What you are asked to do
Go through the listing below and output exactly the line with "box: [331, 297, 499, 375]", the line with "rough mask: <svg", and each line between; omit the rest.

Material supplied

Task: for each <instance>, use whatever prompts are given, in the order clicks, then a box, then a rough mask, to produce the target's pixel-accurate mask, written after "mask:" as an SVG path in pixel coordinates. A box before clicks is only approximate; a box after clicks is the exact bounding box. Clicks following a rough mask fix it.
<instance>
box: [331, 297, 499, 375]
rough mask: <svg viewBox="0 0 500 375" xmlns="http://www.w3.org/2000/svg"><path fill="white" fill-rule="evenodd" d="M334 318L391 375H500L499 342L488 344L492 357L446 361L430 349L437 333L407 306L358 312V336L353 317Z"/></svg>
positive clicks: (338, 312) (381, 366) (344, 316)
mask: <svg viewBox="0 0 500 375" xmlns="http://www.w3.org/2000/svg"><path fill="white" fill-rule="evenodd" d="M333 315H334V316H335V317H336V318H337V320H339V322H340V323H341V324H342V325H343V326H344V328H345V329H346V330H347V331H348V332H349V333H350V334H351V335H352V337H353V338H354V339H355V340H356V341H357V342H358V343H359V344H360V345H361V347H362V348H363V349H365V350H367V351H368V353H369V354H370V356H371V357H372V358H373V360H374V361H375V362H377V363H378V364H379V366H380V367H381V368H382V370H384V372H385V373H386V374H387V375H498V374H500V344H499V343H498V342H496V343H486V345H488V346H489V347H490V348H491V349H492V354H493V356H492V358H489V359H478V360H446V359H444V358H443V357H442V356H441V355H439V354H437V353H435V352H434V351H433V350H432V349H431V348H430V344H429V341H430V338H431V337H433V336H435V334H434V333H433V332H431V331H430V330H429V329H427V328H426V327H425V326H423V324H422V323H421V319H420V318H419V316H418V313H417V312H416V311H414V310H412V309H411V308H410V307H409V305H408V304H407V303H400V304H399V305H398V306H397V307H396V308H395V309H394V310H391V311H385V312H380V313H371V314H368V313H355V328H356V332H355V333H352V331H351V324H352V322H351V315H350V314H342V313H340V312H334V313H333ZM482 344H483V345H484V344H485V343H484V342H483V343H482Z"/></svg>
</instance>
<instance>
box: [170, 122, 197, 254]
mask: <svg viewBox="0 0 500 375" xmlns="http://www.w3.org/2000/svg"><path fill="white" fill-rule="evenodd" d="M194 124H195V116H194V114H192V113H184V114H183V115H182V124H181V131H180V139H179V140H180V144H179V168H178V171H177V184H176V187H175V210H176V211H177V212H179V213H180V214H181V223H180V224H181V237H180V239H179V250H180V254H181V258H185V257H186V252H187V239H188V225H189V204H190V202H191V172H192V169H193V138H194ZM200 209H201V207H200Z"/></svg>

Response
box: [331, 297, 499, 375]
rough mask: <svg viewBox="0 0 500 375" xmlns="http://www.w3.org/2000/svg"><path fill="white" fill-rule="evenodd" d="M334 318L391 375H500L499 342L488 344L492 357L446 361L430 349L437 333L407 306L358 312V336L353 317Z"/></svg>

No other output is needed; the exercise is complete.